WHAT TO DO:
Gather every line of the entries that includes the word "building".

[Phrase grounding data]
--- START ---

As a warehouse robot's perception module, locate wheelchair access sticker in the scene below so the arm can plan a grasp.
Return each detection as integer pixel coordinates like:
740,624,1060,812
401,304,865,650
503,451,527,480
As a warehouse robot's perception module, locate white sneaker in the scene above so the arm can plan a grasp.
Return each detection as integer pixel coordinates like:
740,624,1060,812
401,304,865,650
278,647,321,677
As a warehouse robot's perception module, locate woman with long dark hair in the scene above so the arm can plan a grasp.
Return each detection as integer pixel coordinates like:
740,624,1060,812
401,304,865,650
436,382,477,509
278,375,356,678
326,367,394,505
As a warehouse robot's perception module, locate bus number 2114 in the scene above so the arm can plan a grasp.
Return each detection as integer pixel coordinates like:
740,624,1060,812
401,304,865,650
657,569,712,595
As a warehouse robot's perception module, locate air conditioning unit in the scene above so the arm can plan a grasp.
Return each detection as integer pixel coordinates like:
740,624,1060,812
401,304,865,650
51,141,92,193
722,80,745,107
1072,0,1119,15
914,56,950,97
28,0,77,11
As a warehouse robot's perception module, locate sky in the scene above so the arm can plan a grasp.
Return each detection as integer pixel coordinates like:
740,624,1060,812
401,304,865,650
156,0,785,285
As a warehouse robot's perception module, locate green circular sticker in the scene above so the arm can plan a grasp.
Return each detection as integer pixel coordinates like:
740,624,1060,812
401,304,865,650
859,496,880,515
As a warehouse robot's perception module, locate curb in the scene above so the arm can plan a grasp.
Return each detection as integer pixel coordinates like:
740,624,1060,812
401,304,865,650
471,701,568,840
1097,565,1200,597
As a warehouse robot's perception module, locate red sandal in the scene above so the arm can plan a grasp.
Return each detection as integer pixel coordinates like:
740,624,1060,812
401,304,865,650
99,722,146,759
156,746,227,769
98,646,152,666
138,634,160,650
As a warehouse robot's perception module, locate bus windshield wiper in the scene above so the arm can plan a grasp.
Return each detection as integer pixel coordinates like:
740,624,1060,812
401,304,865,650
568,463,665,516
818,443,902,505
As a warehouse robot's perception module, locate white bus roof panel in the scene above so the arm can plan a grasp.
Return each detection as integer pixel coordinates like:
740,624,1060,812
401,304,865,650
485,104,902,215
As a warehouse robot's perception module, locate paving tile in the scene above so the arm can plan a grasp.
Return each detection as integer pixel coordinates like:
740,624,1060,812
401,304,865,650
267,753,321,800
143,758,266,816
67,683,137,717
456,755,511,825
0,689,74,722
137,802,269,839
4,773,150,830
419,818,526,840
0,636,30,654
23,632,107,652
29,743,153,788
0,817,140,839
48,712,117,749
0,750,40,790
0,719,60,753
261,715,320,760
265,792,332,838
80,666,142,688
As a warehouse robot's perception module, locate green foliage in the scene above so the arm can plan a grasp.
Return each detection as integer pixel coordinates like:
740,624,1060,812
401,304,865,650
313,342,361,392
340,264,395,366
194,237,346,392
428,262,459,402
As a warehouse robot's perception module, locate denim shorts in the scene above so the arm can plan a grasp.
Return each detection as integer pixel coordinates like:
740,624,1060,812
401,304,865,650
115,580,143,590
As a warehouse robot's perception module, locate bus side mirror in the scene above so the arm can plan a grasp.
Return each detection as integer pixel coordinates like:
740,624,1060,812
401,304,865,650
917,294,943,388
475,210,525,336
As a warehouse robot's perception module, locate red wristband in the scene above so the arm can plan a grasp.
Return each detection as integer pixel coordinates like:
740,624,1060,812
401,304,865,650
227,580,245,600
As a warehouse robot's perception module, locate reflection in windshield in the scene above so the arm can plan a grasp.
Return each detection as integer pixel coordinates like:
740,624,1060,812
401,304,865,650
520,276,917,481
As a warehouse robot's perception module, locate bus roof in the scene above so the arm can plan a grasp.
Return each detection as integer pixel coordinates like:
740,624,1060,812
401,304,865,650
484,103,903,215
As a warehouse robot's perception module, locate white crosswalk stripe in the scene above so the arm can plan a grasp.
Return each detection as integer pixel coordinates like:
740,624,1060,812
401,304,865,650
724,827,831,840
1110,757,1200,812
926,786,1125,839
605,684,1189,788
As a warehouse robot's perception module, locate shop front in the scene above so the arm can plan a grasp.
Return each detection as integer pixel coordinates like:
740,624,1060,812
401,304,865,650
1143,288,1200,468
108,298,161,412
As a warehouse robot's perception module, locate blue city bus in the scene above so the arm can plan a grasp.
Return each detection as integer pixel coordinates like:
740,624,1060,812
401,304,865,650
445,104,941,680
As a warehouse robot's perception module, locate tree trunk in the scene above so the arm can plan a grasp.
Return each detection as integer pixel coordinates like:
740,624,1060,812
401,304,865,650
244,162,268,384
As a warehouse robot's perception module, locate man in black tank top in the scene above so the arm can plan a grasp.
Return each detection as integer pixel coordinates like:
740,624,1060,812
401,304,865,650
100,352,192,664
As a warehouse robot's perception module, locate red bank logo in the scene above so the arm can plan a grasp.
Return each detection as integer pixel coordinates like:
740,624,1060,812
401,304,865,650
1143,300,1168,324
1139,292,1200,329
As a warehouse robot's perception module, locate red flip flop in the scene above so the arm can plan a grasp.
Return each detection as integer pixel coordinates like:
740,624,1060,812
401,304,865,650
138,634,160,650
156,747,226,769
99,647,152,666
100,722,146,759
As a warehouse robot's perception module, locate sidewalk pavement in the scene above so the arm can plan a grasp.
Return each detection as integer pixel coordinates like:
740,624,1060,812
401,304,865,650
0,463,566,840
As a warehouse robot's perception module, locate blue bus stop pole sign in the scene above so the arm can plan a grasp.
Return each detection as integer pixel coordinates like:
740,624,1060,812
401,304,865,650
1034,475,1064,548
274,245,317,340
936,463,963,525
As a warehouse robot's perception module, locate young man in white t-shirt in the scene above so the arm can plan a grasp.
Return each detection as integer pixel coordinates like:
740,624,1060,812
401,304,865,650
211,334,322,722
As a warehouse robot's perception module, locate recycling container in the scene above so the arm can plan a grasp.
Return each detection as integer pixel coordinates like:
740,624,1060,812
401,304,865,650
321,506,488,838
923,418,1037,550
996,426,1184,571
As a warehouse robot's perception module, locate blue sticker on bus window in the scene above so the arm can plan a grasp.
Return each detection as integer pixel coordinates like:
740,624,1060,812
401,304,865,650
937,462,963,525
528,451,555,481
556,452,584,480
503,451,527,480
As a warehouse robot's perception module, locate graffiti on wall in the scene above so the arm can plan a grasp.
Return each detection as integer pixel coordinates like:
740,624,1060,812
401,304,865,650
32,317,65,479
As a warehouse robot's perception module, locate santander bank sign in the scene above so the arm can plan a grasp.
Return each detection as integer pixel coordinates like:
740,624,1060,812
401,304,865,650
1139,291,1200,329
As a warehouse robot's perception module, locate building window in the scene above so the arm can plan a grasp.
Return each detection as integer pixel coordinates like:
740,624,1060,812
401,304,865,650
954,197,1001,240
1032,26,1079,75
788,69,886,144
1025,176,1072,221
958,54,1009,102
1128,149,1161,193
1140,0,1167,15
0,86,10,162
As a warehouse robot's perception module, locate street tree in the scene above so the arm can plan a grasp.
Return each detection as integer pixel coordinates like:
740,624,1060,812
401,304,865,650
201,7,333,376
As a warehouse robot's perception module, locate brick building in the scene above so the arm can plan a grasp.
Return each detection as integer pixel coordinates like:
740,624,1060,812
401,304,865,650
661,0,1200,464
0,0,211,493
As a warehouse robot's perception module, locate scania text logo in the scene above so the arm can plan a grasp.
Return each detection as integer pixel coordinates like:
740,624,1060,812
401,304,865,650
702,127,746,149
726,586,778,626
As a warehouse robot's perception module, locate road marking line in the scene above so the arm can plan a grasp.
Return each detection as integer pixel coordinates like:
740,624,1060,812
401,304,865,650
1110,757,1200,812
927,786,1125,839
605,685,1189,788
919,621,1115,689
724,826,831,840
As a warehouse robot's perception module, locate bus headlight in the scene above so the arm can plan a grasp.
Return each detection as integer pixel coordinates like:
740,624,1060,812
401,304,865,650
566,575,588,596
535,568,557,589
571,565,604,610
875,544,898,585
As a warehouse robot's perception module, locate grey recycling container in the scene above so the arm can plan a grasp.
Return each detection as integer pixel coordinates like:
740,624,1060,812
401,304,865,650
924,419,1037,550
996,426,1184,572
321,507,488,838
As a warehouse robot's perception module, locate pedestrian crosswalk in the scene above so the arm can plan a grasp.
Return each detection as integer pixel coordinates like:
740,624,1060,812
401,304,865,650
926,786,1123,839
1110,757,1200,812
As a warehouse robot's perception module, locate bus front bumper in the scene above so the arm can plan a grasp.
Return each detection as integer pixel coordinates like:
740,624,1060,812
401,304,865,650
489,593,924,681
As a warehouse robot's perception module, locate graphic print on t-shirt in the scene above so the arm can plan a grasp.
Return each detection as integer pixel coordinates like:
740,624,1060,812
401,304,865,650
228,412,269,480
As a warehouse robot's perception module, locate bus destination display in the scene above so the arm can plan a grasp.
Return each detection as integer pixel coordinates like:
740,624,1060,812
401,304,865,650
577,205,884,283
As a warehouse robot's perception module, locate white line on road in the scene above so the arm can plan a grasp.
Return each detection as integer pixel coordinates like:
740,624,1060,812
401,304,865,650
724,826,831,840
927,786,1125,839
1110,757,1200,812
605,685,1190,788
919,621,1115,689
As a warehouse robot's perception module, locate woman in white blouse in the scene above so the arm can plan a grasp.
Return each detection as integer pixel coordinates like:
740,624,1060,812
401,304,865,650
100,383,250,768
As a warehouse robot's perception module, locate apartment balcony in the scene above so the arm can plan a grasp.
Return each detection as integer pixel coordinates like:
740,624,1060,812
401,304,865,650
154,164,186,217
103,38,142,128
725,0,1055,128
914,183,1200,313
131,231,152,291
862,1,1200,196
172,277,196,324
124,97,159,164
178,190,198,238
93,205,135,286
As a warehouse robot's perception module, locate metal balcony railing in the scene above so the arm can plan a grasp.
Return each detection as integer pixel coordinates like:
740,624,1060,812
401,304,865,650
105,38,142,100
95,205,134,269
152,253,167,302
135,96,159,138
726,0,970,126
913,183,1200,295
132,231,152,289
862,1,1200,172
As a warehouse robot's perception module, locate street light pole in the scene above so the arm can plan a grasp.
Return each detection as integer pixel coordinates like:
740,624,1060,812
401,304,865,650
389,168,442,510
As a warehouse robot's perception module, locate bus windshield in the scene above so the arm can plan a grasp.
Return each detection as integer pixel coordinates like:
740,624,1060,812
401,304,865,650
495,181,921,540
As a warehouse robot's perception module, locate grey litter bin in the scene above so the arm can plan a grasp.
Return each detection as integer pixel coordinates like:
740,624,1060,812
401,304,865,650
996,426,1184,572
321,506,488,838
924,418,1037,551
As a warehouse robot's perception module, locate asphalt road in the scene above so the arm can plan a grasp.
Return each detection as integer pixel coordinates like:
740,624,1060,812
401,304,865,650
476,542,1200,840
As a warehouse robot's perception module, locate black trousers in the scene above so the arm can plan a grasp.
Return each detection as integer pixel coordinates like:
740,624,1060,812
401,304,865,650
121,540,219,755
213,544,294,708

--- END ---

RESPONSE TO THIS EXERCISE:
As a warehouse robot's perception module, locate building window in the scene above so the arm can plan a grasp.
As a warehouse robot's perception module, locate brick building in the scene above so the arm can plan a grasp.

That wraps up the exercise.